= Beginning of Section =

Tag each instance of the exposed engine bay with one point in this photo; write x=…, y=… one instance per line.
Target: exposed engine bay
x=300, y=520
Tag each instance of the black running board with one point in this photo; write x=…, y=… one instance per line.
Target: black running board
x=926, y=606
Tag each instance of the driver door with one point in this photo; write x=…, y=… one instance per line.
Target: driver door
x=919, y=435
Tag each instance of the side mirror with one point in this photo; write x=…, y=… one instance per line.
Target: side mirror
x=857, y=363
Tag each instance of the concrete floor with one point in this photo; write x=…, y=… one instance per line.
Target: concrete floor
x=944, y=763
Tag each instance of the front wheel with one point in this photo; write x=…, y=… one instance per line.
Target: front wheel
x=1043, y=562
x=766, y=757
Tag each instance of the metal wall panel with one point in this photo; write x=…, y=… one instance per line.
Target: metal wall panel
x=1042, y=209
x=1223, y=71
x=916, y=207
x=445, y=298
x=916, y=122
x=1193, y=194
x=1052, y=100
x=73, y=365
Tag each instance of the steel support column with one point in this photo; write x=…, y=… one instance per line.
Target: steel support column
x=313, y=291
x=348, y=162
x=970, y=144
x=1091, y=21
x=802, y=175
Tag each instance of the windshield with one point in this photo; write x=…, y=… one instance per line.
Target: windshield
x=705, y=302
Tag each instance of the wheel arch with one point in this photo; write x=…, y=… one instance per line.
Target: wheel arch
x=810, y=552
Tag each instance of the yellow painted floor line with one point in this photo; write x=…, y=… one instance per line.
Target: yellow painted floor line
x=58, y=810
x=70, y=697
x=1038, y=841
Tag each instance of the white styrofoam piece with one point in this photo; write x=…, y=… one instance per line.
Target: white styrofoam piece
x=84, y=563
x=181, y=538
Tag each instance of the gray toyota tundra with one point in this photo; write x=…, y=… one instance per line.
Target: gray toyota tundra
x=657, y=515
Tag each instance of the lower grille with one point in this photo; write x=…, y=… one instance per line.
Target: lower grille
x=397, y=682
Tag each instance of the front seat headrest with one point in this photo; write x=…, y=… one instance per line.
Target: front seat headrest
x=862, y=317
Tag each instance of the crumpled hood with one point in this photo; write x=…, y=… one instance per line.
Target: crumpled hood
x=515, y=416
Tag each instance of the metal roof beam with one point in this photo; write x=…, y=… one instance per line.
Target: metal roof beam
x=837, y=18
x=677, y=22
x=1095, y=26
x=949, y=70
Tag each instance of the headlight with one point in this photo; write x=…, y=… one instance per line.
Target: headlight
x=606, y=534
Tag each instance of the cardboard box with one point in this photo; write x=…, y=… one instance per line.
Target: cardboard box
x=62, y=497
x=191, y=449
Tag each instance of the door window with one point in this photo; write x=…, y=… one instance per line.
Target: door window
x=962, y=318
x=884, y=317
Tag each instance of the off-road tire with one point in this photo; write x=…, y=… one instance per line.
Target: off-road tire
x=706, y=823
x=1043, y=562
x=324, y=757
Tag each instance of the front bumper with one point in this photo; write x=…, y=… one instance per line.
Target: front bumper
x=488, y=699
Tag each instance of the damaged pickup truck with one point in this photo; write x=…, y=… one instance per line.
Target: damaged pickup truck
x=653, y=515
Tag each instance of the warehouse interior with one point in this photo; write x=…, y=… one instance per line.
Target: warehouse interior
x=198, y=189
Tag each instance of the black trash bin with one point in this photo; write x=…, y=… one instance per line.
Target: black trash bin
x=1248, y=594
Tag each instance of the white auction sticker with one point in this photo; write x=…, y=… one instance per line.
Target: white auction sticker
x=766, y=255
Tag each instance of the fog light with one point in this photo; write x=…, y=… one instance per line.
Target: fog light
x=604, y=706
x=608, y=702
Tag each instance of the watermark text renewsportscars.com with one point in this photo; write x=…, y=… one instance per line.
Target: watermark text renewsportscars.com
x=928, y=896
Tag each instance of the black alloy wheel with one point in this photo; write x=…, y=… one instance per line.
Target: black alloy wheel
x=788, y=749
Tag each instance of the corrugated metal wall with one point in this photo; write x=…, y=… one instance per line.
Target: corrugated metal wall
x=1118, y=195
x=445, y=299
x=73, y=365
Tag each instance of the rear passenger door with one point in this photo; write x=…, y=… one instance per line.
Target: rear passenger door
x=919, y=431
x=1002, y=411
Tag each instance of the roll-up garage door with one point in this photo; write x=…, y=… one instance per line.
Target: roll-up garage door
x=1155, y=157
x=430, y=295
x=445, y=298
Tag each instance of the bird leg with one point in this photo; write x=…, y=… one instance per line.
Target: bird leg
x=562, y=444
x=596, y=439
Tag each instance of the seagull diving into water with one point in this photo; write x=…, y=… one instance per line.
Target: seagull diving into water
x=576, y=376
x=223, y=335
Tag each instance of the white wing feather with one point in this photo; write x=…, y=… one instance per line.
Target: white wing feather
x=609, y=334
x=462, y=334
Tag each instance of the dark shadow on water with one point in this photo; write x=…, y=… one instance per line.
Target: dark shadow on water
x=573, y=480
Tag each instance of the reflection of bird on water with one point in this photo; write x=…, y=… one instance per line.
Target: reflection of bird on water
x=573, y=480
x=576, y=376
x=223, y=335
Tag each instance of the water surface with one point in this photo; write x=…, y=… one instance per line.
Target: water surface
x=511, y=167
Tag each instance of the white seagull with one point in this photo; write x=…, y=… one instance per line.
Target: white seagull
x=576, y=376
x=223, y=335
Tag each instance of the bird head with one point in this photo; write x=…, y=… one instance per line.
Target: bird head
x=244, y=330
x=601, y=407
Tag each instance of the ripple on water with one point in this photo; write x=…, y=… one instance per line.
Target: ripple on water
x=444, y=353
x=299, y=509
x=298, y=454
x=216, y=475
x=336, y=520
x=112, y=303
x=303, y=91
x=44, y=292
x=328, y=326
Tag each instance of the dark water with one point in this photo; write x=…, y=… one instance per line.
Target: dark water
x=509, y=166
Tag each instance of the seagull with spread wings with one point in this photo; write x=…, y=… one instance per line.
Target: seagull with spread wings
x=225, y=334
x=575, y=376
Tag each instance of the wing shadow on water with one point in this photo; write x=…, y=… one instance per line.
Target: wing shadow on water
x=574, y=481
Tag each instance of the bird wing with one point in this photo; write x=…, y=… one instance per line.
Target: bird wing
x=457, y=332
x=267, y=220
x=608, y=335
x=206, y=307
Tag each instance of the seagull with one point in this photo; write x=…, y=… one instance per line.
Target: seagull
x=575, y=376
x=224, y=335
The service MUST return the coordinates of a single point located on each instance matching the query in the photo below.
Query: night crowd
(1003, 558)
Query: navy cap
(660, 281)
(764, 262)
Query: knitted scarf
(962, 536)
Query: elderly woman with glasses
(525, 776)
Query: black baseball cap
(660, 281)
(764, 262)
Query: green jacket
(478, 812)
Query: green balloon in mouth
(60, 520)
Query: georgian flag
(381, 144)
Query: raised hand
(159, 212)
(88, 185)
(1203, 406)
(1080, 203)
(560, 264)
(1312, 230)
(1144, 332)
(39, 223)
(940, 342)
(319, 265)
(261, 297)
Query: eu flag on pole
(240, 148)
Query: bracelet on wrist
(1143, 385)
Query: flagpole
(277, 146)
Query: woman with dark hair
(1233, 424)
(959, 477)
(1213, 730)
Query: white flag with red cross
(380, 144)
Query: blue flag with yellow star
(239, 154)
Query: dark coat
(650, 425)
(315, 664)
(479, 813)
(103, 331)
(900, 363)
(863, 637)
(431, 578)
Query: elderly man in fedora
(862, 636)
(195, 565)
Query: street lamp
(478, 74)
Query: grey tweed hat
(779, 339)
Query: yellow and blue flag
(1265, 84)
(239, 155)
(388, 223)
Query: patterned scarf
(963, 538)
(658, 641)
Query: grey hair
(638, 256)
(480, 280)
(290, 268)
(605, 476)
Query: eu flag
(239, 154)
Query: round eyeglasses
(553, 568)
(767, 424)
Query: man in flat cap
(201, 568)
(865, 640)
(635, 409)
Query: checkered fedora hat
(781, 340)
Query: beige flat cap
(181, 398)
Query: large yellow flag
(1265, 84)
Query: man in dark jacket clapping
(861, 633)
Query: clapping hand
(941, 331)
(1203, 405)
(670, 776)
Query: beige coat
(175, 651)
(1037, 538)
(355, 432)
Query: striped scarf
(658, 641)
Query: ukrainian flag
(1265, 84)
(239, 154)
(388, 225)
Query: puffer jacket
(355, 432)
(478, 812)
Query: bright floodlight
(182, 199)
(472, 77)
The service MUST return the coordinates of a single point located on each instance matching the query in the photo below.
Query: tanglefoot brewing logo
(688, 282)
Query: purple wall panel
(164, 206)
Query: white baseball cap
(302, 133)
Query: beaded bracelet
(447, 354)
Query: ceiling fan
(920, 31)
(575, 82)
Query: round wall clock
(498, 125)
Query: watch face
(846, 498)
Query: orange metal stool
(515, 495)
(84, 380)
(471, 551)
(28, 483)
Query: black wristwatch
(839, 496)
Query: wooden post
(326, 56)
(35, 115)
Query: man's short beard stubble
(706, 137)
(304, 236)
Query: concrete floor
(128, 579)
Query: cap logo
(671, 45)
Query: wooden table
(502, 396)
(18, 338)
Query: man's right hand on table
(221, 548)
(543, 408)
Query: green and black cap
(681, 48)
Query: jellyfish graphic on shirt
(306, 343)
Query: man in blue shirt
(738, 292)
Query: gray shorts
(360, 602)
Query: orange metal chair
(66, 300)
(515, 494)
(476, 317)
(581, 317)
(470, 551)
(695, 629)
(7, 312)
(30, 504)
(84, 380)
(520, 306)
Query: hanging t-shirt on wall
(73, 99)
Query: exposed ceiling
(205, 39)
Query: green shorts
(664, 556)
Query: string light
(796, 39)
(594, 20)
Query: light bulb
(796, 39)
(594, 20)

= End of Section =

What the task requires:
The lines above from the one with "Target: seagull diving into water" through the one with "Tag each instance of the ripple" are to be duplicated exactly, ends included, with nothing added.

Task output:
Target: seagull diving into water
x=576, y=376
x=223, y=335
Tag each instance of the white wing feather with one point in this photo; write x=…, y=… one instance per line.
Target: white wing feather
x=609, y=334
x=462, y=334
Tag each instance of the dark shadow on water with one point in this photo; write x=…, y=… one instance per line.
Target: dark shadow on water
x=573, y=480
Tag each instance of the reflection of bird on water with one point in this photo; write x=…, y=… one instance per line.
Target: reflection of bird on water
x=573, y=480
x=576, y=376
x=223, y=335
Tag each instance of the water surface with one point in this photo; write x=…, y=… one instance per line.
Target: water surface
x=511, y=167
Tag each instance of the white seagull with one point in this photo; write x=…, y=… one instance per line.
Target: white seagull
x=576, y=376
x=223, y=335
Tag each instance of the bird head with one point in this photo; write x=…, y=… one instance per line.
Target: bird head
x=244, y=330
x=601, y=407
Tag each instance of the ripple on water with one point in this photo; write x=…, y=… one instance per line.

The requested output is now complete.